Bloco de texto

┌──

As construções referidas no parágrafo anterior deverão obedecer a
critérios que garantam os aspectos de aeração, iluminação e existência de
infraestrutura urbana, compatibilizando-os, em cada caso, com os referenciais
de adensamento demográfico, taxa de ocupação e índice de aproveitamento. (CONSTITUIÇÃO
DO ESTADO DA PARAÍBA, 1989, ART. 229, §2.)
De fato, todos
esses dispositivos da lei produziram benefícios, mas que se perdem em seu
sentido mais amplo, quando não reverberam em ações concretas e permanentes. A
Ponta do Cabo Branco não se exime da problemática apresentada, efetivando pontos
contraditórios em relação ao artigo 229, da Constituição do Estado da Paraíba,
promulgada em 05 de outubro de 1989.
O citado artigo
também é mencionado no Plano Diretor do Município de João Pessoa, aprovado pela
Lei Complementar nº 03 de 30 de dezembro de 1992, e alterado pela Lei
Complementar nº 054 de 23 de dezembro de 2008, no qual se verifica no artigo 25
a seguinte redação:
A restrição adicional da Orla Marítima visa cumprir os Arts. 229 da
Constituição Estadual e 175 da Lei Orgânica para o Município de João Pessoa,
quanto à altura máxima das edificações situadas em uma faixa de 500 metros ao longo
da orla e a partir da linha de testada da primeira quadra da orla em direção ao
interior do continente, cujo cálculo será efetuado da seguinte forma:
I – torna-se a distância que vai do ponto médio da testada principal do
lote ou da gleba, ao ponto mais próximo da testada da primeira quadra contígua
a orla marítima e mais próxima a ela;
II – a altura máxima da edificação, medida a partir da linha do meio-fio
da testada do imóvel até o ponto mais alto da cobertura, será igual a 12, 90
metros, mais a distância calculada no inciso anterior vezes 0,0442.
Parágrafo único – O mapa 2, que é parte integrante dessa lei, demarca a
faixa de 500 (quinhentos) metros onde a altura máxima das edificações de todos
os lotes ou glebas nela contidos devem ser calculados de acordo com o disposto
neste artigo. (LEI COMPLEMENTAR Nº 054, DE 23 DE DEZEMBRO DE 2008, ART. 25º.)

└──

Material extraído
┌──

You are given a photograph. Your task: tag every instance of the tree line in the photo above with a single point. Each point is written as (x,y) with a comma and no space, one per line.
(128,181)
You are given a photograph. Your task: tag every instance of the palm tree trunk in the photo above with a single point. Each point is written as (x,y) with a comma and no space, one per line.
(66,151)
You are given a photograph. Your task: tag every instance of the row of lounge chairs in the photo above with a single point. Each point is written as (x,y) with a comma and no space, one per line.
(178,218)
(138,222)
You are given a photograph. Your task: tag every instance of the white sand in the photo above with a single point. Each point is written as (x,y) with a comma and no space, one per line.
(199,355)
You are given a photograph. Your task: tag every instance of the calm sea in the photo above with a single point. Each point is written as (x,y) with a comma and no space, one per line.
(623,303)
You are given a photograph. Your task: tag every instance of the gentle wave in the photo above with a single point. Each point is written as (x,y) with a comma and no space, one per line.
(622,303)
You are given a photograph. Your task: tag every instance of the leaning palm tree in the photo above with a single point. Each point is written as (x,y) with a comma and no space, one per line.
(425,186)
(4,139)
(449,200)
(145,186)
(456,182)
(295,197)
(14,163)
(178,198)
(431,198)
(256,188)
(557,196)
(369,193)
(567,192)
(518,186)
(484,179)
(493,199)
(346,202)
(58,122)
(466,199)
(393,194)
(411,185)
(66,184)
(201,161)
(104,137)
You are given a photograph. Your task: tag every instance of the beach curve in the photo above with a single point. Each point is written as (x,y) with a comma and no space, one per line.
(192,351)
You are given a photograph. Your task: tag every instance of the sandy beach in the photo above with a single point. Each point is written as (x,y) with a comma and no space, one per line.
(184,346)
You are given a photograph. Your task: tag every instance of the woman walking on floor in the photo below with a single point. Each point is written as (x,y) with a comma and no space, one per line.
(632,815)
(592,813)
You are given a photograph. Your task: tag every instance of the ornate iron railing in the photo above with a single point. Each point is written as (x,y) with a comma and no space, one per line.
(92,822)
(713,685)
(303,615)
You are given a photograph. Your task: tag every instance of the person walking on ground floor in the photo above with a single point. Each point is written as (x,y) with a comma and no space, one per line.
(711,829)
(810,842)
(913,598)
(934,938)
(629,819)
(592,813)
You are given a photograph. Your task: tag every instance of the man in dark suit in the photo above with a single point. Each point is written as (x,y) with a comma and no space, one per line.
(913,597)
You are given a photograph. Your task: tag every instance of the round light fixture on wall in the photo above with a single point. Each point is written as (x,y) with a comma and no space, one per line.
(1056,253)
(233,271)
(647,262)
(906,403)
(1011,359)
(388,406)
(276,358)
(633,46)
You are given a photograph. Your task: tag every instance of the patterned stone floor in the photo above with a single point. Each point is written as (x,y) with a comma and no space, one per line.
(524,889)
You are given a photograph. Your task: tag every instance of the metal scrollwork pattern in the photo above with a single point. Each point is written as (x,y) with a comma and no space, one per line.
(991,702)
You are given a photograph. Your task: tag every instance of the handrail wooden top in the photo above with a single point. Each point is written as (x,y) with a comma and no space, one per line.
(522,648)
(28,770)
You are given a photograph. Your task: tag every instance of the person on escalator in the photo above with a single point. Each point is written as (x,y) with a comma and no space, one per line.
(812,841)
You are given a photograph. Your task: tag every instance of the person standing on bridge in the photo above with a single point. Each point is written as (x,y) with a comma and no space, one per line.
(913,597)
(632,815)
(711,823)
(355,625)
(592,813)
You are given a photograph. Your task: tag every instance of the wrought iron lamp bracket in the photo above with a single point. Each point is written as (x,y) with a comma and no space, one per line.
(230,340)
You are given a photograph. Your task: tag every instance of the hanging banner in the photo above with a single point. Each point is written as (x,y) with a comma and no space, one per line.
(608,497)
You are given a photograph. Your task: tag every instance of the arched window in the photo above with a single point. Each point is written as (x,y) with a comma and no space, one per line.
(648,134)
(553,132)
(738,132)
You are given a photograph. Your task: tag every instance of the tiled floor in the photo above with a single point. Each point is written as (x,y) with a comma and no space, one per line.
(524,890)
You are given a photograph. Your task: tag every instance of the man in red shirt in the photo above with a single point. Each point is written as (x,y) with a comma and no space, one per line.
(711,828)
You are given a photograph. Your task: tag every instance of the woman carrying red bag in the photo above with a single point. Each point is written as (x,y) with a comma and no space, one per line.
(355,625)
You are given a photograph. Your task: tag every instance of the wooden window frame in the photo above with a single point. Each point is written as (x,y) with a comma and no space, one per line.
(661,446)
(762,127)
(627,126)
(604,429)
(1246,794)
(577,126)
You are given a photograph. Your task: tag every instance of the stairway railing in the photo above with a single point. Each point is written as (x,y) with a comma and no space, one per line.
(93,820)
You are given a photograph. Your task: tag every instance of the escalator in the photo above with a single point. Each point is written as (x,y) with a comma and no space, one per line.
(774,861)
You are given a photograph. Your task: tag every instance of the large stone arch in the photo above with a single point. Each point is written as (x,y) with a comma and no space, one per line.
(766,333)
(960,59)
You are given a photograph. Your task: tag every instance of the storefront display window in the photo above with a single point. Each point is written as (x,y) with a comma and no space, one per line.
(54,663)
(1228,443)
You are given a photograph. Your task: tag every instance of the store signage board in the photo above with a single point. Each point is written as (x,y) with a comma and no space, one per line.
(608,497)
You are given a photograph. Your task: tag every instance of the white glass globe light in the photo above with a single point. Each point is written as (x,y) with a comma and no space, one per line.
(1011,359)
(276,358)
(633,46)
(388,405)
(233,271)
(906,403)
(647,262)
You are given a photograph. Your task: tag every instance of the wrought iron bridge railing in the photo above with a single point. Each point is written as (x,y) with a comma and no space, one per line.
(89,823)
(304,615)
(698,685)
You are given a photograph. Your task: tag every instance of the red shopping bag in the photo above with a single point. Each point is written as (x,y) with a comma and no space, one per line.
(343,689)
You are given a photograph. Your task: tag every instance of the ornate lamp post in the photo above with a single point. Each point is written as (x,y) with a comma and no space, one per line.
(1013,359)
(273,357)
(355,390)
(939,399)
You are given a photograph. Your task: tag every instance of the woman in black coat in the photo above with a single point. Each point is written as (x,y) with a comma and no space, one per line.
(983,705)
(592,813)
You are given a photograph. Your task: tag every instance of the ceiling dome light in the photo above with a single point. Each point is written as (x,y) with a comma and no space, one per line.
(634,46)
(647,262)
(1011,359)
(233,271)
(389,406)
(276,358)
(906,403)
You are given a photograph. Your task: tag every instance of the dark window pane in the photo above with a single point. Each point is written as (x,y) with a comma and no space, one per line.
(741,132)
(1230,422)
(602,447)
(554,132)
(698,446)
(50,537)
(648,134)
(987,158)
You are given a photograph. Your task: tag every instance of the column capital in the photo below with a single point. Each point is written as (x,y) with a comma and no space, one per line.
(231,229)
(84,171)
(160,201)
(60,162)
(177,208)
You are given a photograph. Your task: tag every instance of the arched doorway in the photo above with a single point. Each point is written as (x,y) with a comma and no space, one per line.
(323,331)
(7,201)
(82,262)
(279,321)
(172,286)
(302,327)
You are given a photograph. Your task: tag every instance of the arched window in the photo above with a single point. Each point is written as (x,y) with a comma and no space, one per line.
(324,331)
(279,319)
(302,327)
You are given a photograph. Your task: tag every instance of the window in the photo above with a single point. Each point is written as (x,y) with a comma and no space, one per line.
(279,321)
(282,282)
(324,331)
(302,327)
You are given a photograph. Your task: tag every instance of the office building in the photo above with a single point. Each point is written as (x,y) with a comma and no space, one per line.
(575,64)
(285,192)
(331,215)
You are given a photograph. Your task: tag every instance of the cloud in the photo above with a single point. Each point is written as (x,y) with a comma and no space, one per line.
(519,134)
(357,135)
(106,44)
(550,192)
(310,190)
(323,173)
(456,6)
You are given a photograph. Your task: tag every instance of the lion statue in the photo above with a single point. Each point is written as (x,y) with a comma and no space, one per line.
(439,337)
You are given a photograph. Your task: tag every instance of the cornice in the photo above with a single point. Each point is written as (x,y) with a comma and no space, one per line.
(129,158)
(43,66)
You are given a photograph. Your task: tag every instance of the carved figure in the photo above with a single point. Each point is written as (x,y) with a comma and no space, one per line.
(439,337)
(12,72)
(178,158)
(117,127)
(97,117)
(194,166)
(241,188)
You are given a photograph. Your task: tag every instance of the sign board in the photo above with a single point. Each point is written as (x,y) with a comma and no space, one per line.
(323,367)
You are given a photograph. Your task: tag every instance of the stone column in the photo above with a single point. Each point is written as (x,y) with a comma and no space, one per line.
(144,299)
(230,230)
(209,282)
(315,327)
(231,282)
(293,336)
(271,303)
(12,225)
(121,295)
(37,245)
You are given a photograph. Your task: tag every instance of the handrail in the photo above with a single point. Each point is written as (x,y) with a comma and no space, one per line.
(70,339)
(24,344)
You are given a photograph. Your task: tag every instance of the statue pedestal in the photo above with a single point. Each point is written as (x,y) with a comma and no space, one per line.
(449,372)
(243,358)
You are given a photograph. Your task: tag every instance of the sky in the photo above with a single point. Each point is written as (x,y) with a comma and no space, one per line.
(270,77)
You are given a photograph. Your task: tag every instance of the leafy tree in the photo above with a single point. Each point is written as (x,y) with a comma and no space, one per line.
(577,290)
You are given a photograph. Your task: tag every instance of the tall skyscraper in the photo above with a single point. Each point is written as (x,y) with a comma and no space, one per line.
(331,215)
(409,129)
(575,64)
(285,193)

└──

Orientação 1
No texto sobre a orla de João Pessoa, qual é a largura da faixa ao longo da orla em que se aplica a restrição de altura das edificações?
Orientação 2
Escreva a continuação do texto sobre a orla de João Pessoa a partir da última frase apresentada.
As linhas não têm relação com o texto sobre a orla de João Pessoa.

Resposta 1
500 metros.

Resposta 2
Assim, espera-se
que além do cumprimento desse aspecto da lei, vários outros possam ser postos
em evidência, garantindo assim, uma melhor relação entre desenvolvimento urbano
e conservação ambiental.
Entendendo
a especificidade da paisagem ameaçada da Ponta do Cabo Branco
A Ponta do Cabo
Branco caracteriza-se por ser uma falésia viva, que se projeta mar adentro, e que
por este motivo, sofre abrasão marinha, eólica e pluvial. Esse fato ocasiona
constantes desmoronamentos dos blocos sedimentares que compõem aquela unidade
de relevo.
Segundo SUGUIO
(1998, p. 10-11),
Entende-se por abrasão a redução de tamanho dos clastos por processos
físicos. [...] Efeito de desgaste de uma superfície rochosa ou de um elemento
clástico (detrítico) por ação de atrito. Exemplo: abrasão marinha durante o
processo de transgressão originando terraços.
Neste sentido, HART (1986 apud GUERRA, 2010, p. 67) afirma que:
Os geomorfólogos têm
participado, de forma cada vez mais ativa e dinâmica, em projetos que envolvem
o gerenciamento costeiro, sendo possível reconhecer duas principais escalas de
atuação. A primeira refere-se ao nível local, ou seja, a geomorfologia pode dar
uma contribuição em temas relacionados à recuperação costeira, monitoramento de
mudanças dinâmicas, identificação de possíveis riscos a deslizamentos,
caracterização de impactos ambientais etc. A outra escala de atuação é mais
regional, sendo a aplicação da geomorfologia relacionada à análise do terreno e
ao levantamento e avaliação dos recursos naturais envolvidos na região em
questão.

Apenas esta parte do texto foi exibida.